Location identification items
((

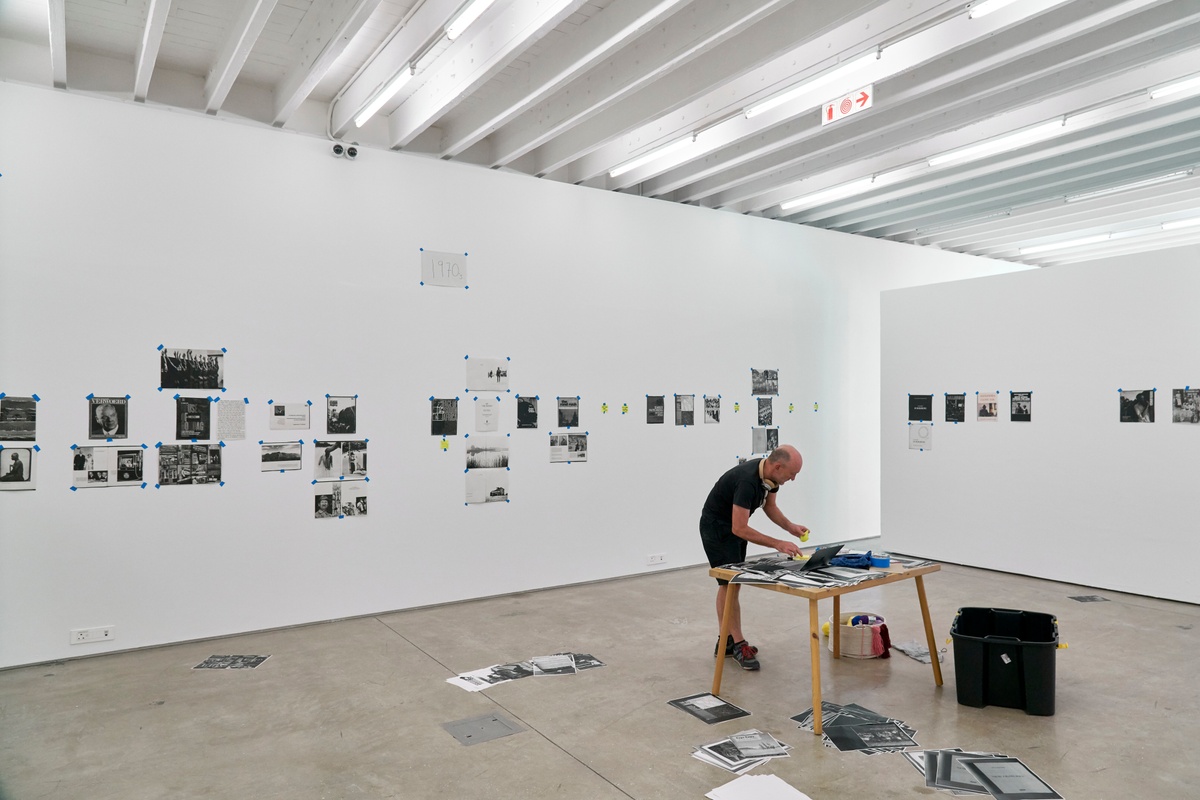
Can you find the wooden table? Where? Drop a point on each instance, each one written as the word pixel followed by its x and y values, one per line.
pixel 820 593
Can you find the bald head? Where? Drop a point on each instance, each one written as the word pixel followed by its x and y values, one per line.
pixel 783 464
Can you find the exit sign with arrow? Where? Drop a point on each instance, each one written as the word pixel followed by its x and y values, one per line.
pixel 847 104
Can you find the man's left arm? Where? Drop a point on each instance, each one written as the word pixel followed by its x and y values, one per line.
pixel 777 516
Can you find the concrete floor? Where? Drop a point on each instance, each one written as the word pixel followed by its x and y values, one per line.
pixel 354 708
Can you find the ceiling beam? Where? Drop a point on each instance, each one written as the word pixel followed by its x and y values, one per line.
pixel 564 61
pixel 239 44
pixel 57 13
pixel 688 34
pixel 471 60
pixel 148 47
pixel 337 23
pixel 414 34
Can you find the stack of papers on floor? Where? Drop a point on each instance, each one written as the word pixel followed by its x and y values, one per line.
pixel 963 773
pixel 561 663
pixel 756 787
pixel 743 751
pixel 852 727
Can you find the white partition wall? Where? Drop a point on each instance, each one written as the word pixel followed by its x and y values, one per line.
pixel 125 227
pixel 1073 494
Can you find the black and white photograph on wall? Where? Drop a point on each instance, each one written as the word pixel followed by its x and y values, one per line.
pixel 184 368
pixel 527 411
pixel 487 486
pixel 18 419
pixel 568 411
pixel 282 456
pixel 288 416
pixel 763 440
pixel 921 435
pixel 1138 405
pixel 192 419
pixel 685 409
pixel 107 417
pixel 565 447
pixel 330 457
pixel 763 382
pixel 655 409
pixel 187 464
pixel 341 415
pixel 17 471
pixel 105 467
pixel 487 452
pixel 1021 407
pixel 766 411
pixel 487 374
pixel 921 408
pixel 327 500
pixel 444 416
pixel 712 409
pixel 957 408
pixel 354 498
pixel 487 414
pixel 1186 405
pixel 987 407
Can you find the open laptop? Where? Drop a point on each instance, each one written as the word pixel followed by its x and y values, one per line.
pixel 820 559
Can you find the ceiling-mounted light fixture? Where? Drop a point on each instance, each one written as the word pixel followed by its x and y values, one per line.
pixel 466 16
pixel 1176 88
pixel 985 7
pixel 1133 185
pixel 653 155
pixel 385 94
pixel 1175 224
pixel 816 82
pixel 1002 144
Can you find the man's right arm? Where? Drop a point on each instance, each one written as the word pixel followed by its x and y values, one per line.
pixel 742 528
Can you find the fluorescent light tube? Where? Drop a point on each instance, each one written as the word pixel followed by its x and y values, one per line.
pixel 1175 224
pixel 1065 245
pixel 1126 187
pixel 384 95
pixel 1175 88
pixel 822 79
pixel 653 155
pixel 1005 143
pixel 466 17
pixel 988 6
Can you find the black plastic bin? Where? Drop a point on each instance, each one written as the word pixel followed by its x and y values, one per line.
pixel 1005 657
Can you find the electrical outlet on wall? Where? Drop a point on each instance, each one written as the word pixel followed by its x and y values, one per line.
pixel 89 635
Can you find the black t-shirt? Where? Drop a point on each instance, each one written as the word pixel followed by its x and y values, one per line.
pixel 739 486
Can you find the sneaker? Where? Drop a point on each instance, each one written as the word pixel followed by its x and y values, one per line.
pixel 729 647
pixel 744 654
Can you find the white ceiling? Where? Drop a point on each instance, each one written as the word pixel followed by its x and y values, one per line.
pixel 569 90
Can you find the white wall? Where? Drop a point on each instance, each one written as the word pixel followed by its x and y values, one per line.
pixel 1073 494
pixel 125 227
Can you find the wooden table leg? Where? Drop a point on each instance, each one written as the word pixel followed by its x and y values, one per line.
pixel 815 648
pixel 929 630
pixel 731 594
pixel 835 625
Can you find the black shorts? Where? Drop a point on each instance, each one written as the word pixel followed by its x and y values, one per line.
pixel 721 546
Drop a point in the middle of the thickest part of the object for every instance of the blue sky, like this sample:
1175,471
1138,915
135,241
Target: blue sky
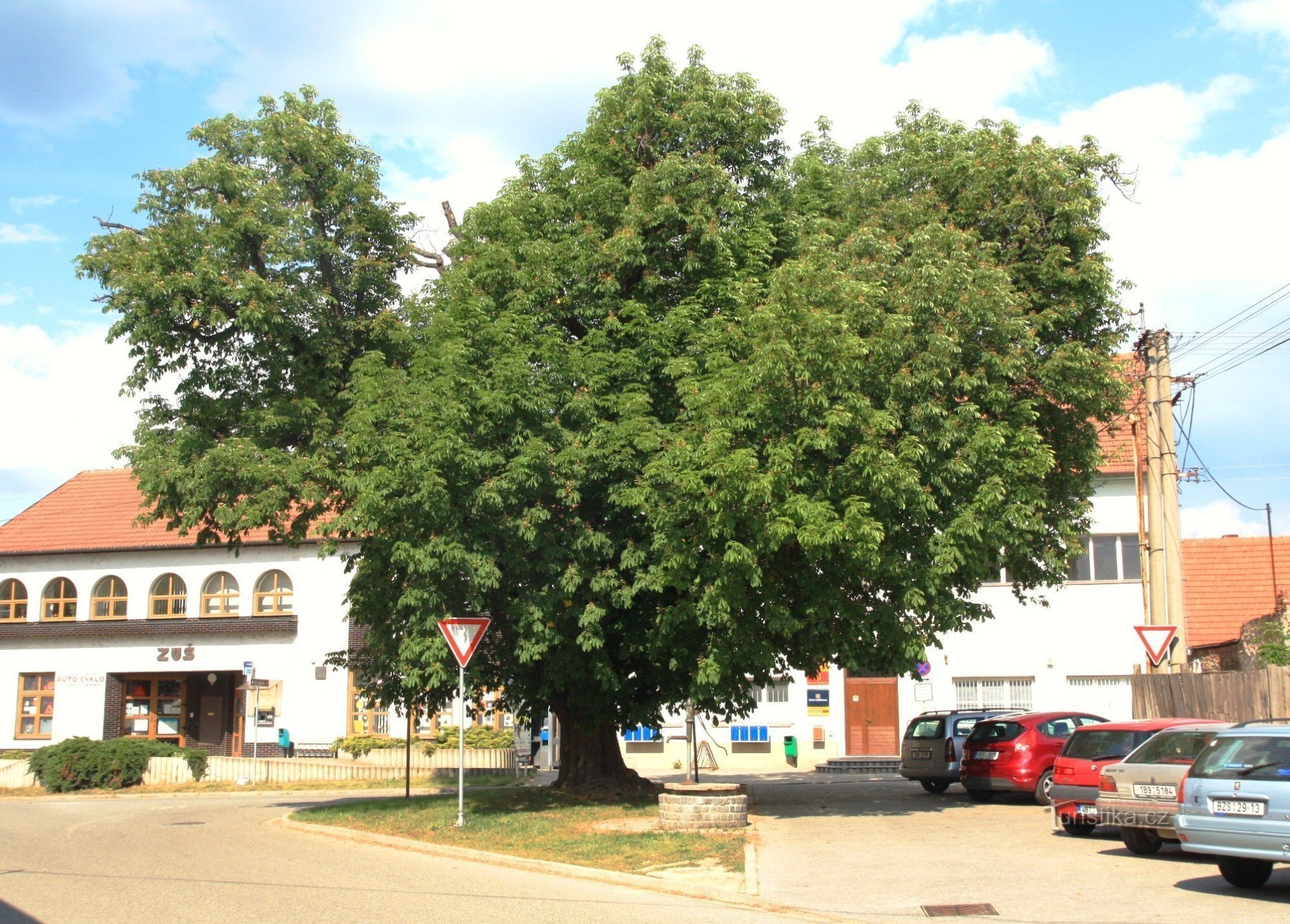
1193,95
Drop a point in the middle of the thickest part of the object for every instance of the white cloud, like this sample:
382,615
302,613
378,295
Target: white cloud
25,234
72,415
1256,17
21,204
1224,518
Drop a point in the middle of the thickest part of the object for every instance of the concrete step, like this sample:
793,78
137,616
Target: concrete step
866,764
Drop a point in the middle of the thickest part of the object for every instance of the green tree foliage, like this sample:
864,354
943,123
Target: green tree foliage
264,271
684,411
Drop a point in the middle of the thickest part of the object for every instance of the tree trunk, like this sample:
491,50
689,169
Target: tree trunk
590,759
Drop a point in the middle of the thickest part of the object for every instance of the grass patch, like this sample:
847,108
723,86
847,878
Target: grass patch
487,780
537,822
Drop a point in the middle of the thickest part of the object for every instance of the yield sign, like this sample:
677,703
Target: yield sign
464,636
1156,640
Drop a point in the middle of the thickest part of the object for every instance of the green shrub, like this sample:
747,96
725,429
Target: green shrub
481,737
114,764
358,745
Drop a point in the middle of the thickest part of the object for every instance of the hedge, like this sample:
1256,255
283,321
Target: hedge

))

## [SHORT PROBLEM]
Quote the preceding records in their entirety, excluding every picture.

## [RESULT OF THIS TASK]
Can you find the wooden table? Where? Drop a point on each instance, each one written as the word pixel followed by its x and y values, one per line.
pixel 820 593
Can you find the bald head? Where? Drop a point on each instance, each one written as the word pixel followed by its x and y values, one per line.
pixel 783 464
Can you find the exit sign with arrow? Where? Drop a point on each instance, each one written as the word pixel followed by its x and y values, one per line.
pixel 847 104
Can you find the man's left arm? Where? Drop a point on each instance, each one written as the word pixel followed by its x and y values, one per line.
pixel 777 516
Can you find the concrete floor? Where? Drop a point on each instance, each one written as the word pixel followed by its x and y values, one per line.
pixel 354 708
Can you find the ceiling beam? Where? Drop a point on each instance, each one written as the word pixel followed by its x and y values, one per line.
pixel 564 61
pixel 239 44
pixel 57 13
pixel 688 34
pixel 471 60
pixel 148 47
pixel 337 23
pixel 414 34
Can you find the stack of papers on floor? Where? Drop a point on each instance, each one written as the word pixel followed by its x and y values, one per line.
pixel 963 773
pixel 561 663
pixel 756 787
pixel 743 751
pixel 852 727
Can you find the white partition wall? Where? Drop a point on each instance, each one written as the word pixel followed by its x and y values, one per line.
pixel 125 227
pixel 1073 494
Can you find the black and white photograph on wall? Where? Drop a point on each instance, each one written as the word pixel followed by its x and y values, one per line.
pixel 184 368
pixel 527 411
pixel 487 486
pixel 18 419
pixel 568 411
pixel 282 456
pixel 288 416
pixel 763 440
pixel 921 435
pixel 1138 405
pixel 192 419
pixel 685 409
pixel 107 417
pixel 565 447
pixel 330 457
pixel 763 382
pixel 655 409
pixel 187 464
pixel 341 415
pixel 17 471
pixel 105 467
pixel 487 452
pixel 1021 407
pixel 766 411
pixel 487 374
pixel 921 408
pixel 327 500
pixel 444 416
pixel 712 409
pixel 957 408
pixel 354 498
pixel 487 414
pixel 1186 405
pixel 987 407
Can you find the open laptop? Where? Drop a point on each instance, each one written as the word pixel followed by its x and y values, one per line.
pixel 820 559
Can you find the ceiling-mounted light fixture? Where? Drop a point on each instance, each one written as the word pixel followed by its x and y values, one per line.
pixel 466 16
pixel 1176 88
pixel 985 7
pixel 1133 185
pixel 653 155
pixel 385 94
pixel 1175 224
pixel 816 82
pixel 1002 144
Can you find the man's right arm? Where? Drop a point on each instance, each one written as the word pixel followed by its x and y values, one per line.
pixel 742 528
Can you find the fluorescent light tube? Where? Drop a point on each instance, each one written as the word pixel followed by its x and y values, one per line.
pixel 1175 224
pixel 1065 245
pixel 1126 187
pixel 384 95
pixel 1175 88
pixel 822 79
pixel 653 155
pixel 1005 143
pixel 466 17
pixel 988 6
Can you find the black plastic bin? Where? Drop a point on each instance, each one written as the word pixel followed by its x and y values, one per line.
pixel 1005 657
Can you find the electrical outlet on wall? Where? Drop a point on each instance, each one written as the word pixel followed by its x and y values, one per line.
pixel 89 635
Can you find the black t-shirt? Where? Drop a point on each instance, each one written as the word pixel followed by its x and y values, one per line.
pixel 739 486
Can you find the sneaker? Where? Drop a point on each instance, each one written as the word pixel followed by its x and y values, one per line.
pixel 729 647
pixel 744 654
Can you find the white ceiling? Where? Drop a point on each instance, each one written as the word pixel followed by its x and y values, one per line.
pixel 569 90
Can you find the white wall? Where? Drop a point on each instance, each one written as the word pixel followed by its x and y values, one per line.
pixel 1073 494
pixel 125 227
Can you find the wooden table leg? Where? Drop a point on each instance, each one written as the word pixel followed by its x and y values, one per line.
pixel 815 648
pixel 929 630
pixel 731 594
pixel 835 625
Can you find the black shorts? Where? Drop a point on each instance, each one written as the word pixel followed by its x and y values, one per line.
pixel 721 546
Drop a point in the middle of the thickest part of the object for every instance of the blue sky, like this sample:
1175,471
1138,915
135,241
Target: blue sky
1193,95
Drop a point in the middle of the thickest part of the object for every instance of the white cloud, like this sample:
382,615
302,613
378,295
Target: white cloud
25,234
72,415
1256,17
21,204
1224,518
Drop a point in the middle of the thickest part of the object for every instance of the concrete step, like this sample:
793,78
137,616
Target: concrete step
866,764
Drop a point in the middle of the thickest part of the object for every instance of the green tree foliage, like this sample:
864,354
943,123
Target: green tree foliage
264,271
684,411
Drop a point in the middle of the thickest part of the object for every instance of the tree trunk, like this sample:
491,50
689,169
Target: tree trunk
590,759
Drop a point in the middle of the thickest part of the object for every instance of the grass patch, like this sample:
847,108
723,86
847,878
Target: grass patch
487,780
537,822
Drop a point in the middle of the thickest part of the object for every instance of the yield sign, like this sample:
677,703
Target: yield sign
464,636
1156,640
Drop a point in the middle of the thickest part of the object for every instance of the green shrub, like this sample:
747,96
725,429
Target: green shrub
481,737
114,764
358,745
Drop a point in the middle of the thickest part of the object for every instance of the hedge, like this sample:
1256,255
283,321
Target: hedge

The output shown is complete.